Document segment:

---*---

Posted on 2 Comments

ECP5G Versa board under Linux

The ECP5 platform has caught quite some attention a while ago, being on the rather high end with respect to GigaBit LVDS communication of all sorts. It’s the successor of the ECP3 which has been performing well with HDMI applications in the past.

Lattice Semiconductor had launched a Promo action for this Versa ECP5G board. With great assistance from Future Electronics Switzerland I was able to get hold of a devkit.

Running the Lattice Diamond toolchain on a Linux environment has so far been straightforward, with minor quirks on the GUI side. Let me revisit the important items to get up and running. If you happen to have a Linux OS installed that does not match the Lattice Semi recommendations for a development system, you might want to look at the Docker approach on how to set up the environment.

Programmer preparation

Porting a very simple CPU with UART interface to the platform, the final step is flashing things down into the board using the Lattice Diamond Programmer. Usually, when not having installed any udev rules, these are the steps you have to go through with root powers, in order to get the USB FTDI programmer interface recognized:

Bus 001 Device 013: ID 0403:6010 Future Technology Devices International, Ltd FT2232C Dual USB-UART/FIFO IC

According to this device enumeration, you give access to the device:

chmod a+rw /dev/bus/usb/001/013

and unbind the first ttyUSB0 device from the ftdi_sio driver – unfortunately, the Lattice driver is not able to unbind from within.

echo -n $TTY_ID > /sys/bus/usb/drivers/ftdi_sio/unbind

Replace $TTY_ID by the tty device entry in /sys/bus/usb/drivers/ftdi_sio/ that typically is of the form “1-3.2:1.0” (the trailing 0 stands for port A where the JTAG is at). If you have plugged in more than one FTDI adapter with UART capabilities, you will see several and need to figure out which is which.

---*---

Given records:
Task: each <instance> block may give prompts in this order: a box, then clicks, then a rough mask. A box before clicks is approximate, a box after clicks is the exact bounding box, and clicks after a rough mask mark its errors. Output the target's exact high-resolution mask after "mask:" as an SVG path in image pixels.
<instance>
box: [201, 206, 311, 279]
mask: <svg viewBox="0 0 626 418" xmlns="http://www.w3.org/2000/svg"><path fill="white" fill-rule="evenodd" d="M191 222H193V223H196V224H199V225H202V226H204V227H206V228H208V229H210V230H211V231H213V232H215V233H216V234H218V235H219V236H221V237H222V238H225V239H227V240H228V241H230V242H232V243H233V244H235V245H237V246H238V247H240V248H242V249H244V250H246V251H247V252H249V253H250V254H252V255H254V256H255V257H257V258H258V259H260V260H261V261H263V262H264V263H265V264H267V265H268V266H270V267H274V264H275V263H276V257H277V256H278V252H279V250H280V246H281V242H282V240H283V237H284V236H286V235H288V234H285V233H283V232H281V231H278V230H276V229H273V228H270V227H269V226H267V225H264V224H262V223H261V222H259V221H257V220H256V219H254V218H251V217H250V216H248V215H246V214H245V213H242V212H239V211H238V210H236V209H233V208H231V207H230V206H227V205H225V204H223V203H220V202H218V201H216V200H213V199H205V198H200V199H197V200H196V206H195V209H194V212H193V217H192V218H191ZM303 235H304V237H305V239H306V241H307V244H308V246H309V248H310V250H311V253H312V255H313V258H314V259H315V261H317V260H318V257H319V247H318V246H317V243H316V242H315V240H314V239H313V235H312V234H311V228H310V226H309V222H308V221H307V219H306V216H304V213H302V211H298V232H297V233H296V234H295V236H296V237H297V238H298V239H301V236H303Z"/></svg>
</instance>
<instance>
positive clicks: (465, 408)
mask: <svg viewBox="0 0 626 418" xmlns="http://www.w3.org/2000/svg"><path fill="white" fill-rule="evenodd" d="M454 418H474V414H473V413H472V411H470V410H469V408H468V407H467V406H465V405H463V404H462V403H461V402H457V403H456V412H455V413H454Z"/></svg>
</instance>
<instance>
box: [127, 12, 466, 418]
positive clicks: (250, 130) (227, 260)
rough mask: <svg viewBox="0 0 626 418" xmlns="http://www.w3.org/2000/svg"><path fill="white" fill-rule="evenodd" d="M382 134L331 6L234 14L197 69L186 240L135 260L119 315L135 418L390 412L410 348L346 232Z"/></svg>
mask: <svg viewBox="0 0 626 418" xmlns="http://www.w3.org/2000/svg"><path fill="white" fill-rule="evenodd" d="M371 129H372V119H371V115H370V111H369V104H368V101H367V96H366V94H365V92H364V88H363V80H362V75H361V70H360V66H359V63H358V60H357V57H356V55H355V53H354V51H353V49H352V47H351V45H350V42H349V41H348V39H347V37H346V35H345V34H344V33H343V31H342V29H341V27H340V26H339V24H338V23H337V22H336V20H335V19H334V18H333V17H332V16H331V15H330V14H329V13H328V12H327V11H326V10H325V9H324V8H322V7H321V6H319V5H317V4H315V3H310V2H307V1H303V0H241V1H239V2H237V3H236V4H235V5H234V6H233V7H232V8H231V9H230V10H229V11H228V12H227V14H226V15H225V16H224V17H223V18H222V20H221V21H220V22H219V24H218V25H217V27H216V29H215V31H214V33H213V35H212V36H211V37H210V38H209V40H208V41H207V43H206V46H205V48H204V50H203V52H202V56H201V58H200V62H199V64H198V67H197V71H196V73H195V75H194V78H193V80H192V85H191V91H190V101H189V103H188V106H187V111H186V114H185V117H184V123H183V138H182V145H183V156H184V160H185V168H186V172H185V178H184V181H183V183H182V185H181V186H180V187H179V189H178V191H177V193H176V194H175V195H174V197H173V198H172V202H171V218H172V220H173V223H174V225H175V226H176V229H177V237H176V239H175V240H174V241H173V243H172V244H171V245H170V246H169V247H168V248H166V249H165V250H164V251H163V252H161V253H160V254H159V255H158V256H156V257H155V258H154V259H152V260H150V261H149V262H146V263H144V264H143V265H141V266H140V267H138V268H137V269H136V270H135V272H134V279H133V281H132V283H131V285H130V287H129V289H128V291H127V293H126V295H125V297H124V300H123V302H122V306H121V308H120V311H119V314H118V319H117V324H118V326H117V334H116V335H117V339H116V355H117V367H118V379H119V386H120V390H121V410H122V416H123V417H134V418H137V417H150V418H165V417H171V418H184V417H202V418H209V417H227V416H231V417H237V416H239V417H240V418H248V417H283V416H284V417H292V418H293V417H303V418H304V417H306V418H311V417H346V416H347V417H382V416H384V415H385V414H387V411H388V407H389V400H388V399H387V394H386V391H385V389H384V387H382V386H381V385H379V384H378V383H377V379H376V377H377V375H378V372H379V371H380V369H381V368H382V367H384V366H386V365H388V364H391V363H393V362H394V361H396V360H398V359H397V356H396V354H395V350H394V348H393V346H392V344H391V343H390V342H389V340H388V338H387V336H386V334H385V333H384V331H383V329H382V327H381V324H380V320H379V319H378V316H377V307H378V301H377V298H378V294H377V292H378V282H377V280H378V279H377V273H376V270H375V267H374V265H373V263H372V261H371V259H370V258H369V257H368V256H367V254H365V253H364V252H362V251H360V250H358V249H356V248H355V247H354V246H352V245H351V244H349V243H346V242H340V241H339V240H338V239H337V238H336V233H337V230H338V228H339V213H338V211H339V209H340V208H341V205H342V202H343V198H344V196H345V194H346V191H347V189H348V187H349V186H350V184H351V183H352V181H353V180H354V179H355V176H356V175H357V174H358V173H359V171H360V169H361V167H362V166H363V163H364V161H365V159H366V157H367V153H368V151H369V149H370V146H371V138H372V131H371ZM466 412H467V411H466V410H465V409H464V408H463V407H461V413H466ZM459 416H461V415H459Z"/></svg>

---*---

Task directions: In the post on the ECP5G Versa board under Linux, what does the trailing 0 in a tty device entry such as "1-3.2:1.0" stand for? Nothing in the data is needed here.

Solution: It stands for port A, where the JTAG is.